### [ИСХОДНЫЙ ТЕКСТ]
----
Дневник читателя: Ольга Брейнингер

В школьные годы многим доводилось вести «Дневник читателя» с краткими описаниями прочитанных произведений. То, что для ребенка было неприятной обязанностью, для взрослого может оказаться одним из важных способов самопознания. Журнал «Прочтение» запускает новую рубрику, в которой известные писатели будут делиться своим читательским опытом.

  • Александр Александрович Бестужев-Марлинский (1797–1837)
  • Русский писатель-байронист, критик, публицист эпохи романтизма и декабрист, происходивший из рода Бестужевых. Публиковался под псевдонимом «Марлинский».
     
  • «Аммалат-Бек» (1831)
    «Мулла-Нур» (1835–1836)

— Чувства человеческие! — произнес Аммалат, отирая холодный пот с чела, — зачем посещаете вы сердце, которое отверглось человечества? Прочь, прочь! Мне ли бояться отнять голову у мертвеца, у которого похитил я жизнь? Ему это не потеря, а мне — сокровище... Прах бесчувствен!

Аммалат дрожащей рукой высек огня, раздул его на сухом бурьяне и пошел с ним искать новой могилы. Рыхлая земля и большой крест указали ему последнее жилище полковника. Он выдернул крест и начал разгребать им холмик; разбил еще не окреплый кирпичный свод и, наконец, сорвал крышку с гроба. Бурьян, вспыхивая, проливал неровный крово-синий блеск на предметы. Склонясь над покойником, убийца, бледнее самого покойника, глядел на труп неподвижно. Он забыл, зачем пришел туда, голова его кружилась от запаха тления, сердце в нем обратилось при виде кровоглавых червей, которые вились уже из-под платья. Прервав свою страшную работу, они, испуганные светом, расползались, сбирались, прятались друг под друга! Наконец, ожесточась, он несколько раз взмахивал кинжалом, и всякий раз немеющая рука его падала мимо. Ни месть, ни честолюбие, ни любовь — словом, ни одна страсть, подвигшая его на убийство, не ободряли теперь на безымянное неистовство. Отворотив голову, в каком-то забытьи стал он рубить Верховского по шее... На пятом ударе голова отделилась от туловища. С отвращением бросил он ее в приготовленный мешок и спешил вылезть из могилы. До сих пор он еще побеждал себя; но когда с страшным кладом своим карабкался вверх, когда камни с шумом обрушились под его ногами и он, осыпанный песком, снова упал на труп Верховского, присутствие духа оставило святотатца: ему казалось, что пламя охватило его, что адские духи, плеща и хохоча, взвились окрест его... С тяжким стоном вырвался, выполз он без памяти из душной могилы и бросился бежать, страшась оглянуться. Вскочив на коня, он погнал его, не разбирая утесов и оврагов, и каждый цепляющийся за платье куст казался ему рукою мертвеца, и каждый шелест ветки и стон чакала — голосом дважды зарезанного друга.
----
Записи из набора данных:

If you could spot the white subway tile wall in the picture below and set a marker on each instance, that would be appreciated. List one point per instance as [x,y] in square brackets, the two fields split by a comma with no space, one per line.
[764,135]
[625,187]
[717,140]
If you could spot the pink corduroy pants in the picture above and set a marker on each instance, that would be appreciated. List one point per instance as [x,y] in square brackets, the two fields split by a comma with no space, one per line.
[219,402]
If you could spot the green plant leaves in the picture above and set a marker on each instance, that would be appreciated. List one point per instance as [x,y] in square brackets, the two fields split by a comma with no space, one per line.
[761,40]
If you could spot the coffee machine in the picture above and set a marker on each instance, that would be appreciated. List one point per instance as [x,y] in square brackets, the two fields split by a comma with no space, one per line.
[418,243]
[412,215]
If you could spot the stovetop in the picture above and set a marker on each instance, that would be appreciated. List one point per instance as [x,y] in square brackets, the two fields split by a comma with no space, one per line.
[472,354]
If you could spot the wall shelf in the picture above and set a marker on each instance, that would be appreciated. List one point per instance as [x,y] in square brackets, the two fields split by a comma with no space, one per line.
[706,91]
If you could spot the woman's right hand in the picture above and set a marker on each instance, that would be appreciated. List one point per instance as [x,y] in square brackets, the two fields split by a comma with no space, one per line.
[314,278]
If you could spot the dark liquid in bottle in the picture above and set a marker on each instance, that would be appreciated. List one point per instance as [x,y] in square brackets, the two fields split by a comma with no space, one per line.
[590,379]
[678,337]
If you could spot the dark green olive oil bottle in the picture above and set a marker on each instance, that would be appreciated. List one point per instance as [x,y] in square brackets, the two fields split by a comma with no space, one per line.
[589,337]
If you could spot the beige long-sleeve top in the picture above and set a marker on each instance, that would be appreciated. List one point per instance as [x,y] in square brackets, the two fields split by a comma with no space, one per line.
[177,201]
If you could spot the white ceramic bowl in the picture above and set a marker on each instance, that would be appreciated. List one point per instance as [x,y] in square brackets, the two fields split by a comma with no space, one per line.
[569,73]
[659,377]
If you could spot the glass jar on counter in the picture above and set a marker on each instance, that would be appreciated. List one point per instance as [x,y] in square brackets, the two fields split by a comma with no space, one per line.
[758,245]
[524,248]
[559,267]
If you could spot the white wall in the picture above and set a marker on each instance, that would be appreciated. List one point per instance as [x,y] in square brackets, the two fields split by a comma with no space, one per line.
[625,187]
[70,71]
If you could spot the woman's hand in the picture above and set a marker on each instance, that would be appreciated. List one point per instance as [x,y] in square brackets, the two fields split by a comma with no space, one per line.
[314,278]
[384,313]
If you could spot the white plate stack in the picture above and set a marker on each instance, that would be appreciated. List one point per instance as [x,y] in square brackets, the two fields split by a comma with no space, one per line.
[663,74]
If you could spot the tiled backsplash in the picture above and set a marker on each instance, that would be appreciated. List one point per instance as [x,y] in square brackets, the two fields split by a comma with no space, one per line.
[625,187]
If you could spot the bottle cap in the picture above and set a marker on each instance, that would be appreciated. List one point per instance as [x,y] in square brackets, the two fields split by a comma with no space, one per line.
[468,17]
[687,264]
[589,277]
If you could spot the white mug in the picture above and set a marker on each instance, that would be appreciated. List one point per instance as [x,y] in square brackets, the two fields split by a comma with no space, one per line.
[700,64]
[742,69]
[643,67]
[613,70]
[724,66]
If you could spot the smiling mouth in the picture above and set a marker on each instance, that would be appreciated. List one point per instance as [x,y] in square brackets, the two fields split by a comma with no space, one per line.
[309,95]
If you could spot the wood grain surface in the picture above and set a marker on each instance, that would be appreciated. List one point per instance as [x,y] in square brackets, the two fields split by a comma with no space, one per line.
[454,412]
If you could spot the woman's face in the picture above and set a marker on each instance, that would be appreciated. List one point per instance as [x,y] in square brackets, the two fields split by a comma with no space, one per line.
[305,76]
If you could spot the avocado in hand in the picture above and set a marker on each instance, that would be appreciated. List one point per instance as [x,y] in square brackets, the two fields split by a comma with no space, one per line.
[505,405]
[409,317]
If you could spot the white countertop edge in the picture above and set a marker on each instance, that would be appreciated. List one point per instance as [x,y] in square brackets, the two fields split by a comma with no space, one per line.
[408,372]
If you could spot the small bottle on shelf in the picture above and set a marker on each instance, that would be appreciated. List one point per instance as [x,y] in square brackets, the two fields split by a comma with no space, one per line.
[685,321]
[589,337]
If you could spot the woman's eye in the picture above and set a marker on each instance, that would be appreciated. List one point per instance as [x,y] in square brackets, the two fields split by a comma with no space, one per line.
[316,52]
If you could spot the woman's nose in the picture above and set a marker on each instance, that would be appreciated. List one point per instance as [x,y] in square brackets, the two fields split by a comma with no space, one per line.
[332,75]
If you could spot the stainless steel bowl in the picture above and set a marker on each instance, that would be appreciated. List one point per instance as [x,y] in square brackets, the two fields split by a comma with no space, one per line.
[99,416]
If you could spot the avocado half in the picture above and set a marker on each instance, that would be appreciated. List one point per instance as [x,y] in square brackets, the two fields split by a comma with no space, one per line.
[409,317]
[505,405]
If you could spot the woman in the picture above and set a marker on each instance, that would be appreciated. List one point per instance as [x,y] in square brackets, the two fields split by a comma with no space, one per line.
----
### [ЗАДАНИЯ]
A – Кратко перескажите абзац исходного текста, который начинается словами «В школьные годы многим доводилось». Основные факты должны сохраниться.
B – Перепишите строки записей от строки, содержащей «If you could spot the woman's nose», до конца записей в виде JSON-списка строк: каждая строка записей должна стать отдельной строкой списка, пустые строки пропустите.

### [ОТВЕТЫ ПО ЗАДАНИЯМ]
A – Многие в школе вели «Дневник читателя» с краткими описаниями прочитанных произведений. Ребенку это кажется неприятной обязанностью, но для взрослого может стать важным способом самопознания. Журнал «Прочтение» запускает новую рубрику, в которой известные писатели будут рассказывать о своем читательском опыте.

B –
[
  "If you could spot the woman's nose in the picture above and set a marker on each instance, that would be appreciated. List one point per instance as [x,y] in square brackets, the two fields split by a comma with no space, one per line.",
  "[332,75]",
  "If you could spot the stainless steel bowl in the picture above and set a marker on each instance, that would be appreciated. List one point per instance as [x,y] in square brackets, the two fields split by a comma with no space, one per line.",
  "[99,416]",
  "If you could spot the avocado half in the picture above and set a marker on each instance, that would be appreciated. List one point per instance as [x,y] in square brackets, the two fields split by a comma with no space, one per line.",
  "[409,317]",
  "[505,405]",
  "If you could spot the woman in the picture above and set a marker on each instance, that would be appreciated. List one point per instance as [x,y] in square brackets, the two fields split by a comma with no space, one per line."
]